#### Exercise
Return each line from the entries below that contains the word "find", copied in full.

#### Supplied records
--------------------
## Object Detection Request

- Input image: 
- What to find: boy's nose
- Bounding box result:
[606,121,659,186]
--------------------
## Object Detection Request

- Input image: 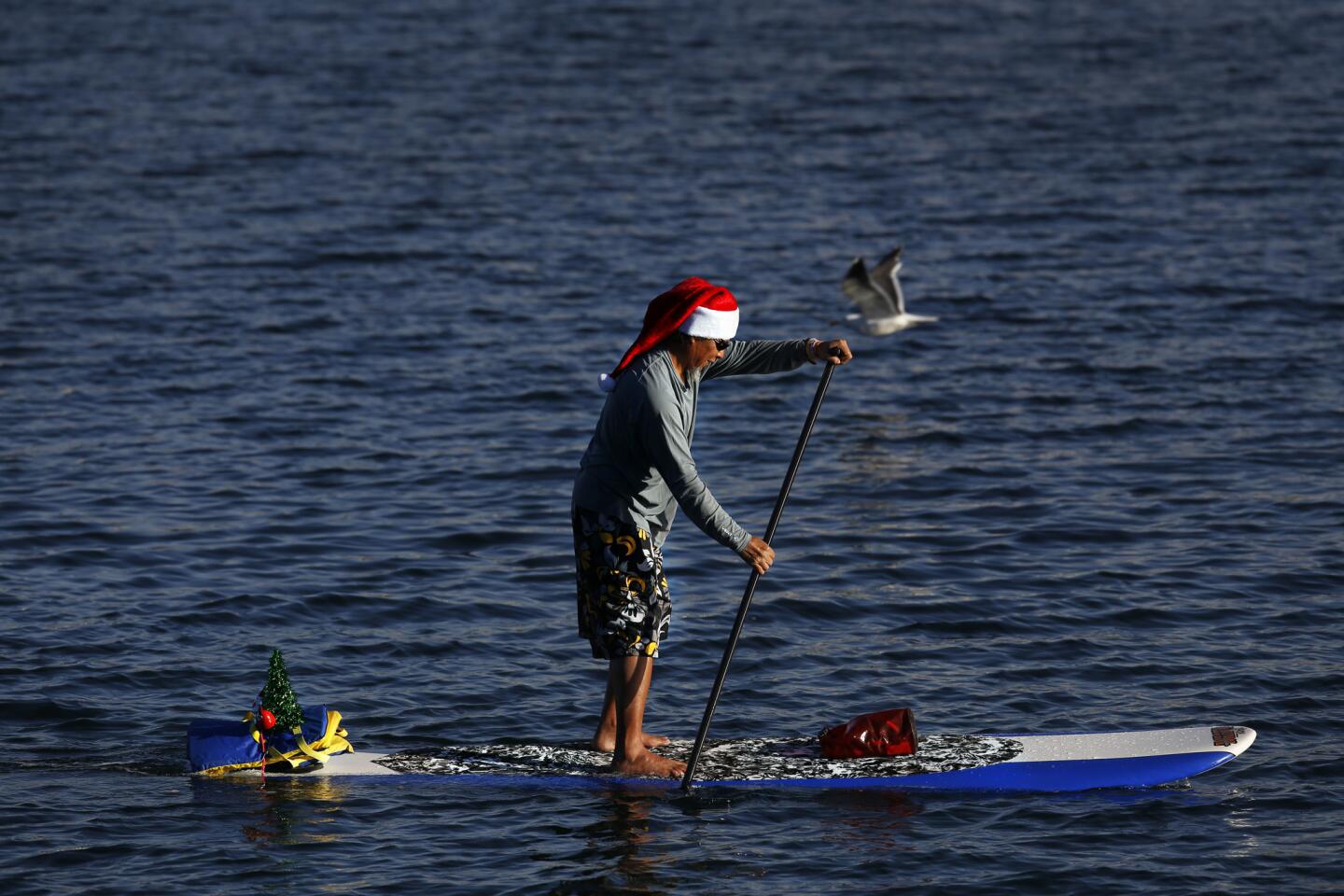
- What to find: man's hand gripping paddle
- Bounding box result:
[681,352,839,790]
--------------------
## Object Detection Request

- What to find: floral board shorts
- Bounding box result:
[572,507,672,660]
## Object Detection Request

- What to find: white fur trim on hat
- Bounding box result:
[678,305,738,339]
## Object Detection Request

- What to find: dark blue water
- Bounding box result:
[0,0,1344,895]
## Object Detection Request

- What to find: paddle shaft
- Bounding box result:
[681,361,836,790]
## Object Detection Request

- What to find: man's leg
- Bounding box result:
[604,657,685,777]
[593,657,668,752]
--------------------
#### Output for this exercise
- What to find: boy's nose
- What to find: man's hand gripping paddle
- What to find: floral board shorts
- What to find: white fur trim on hat
- What to find: dark blue water
- What to find: paddle shaft
- What to find: man's leg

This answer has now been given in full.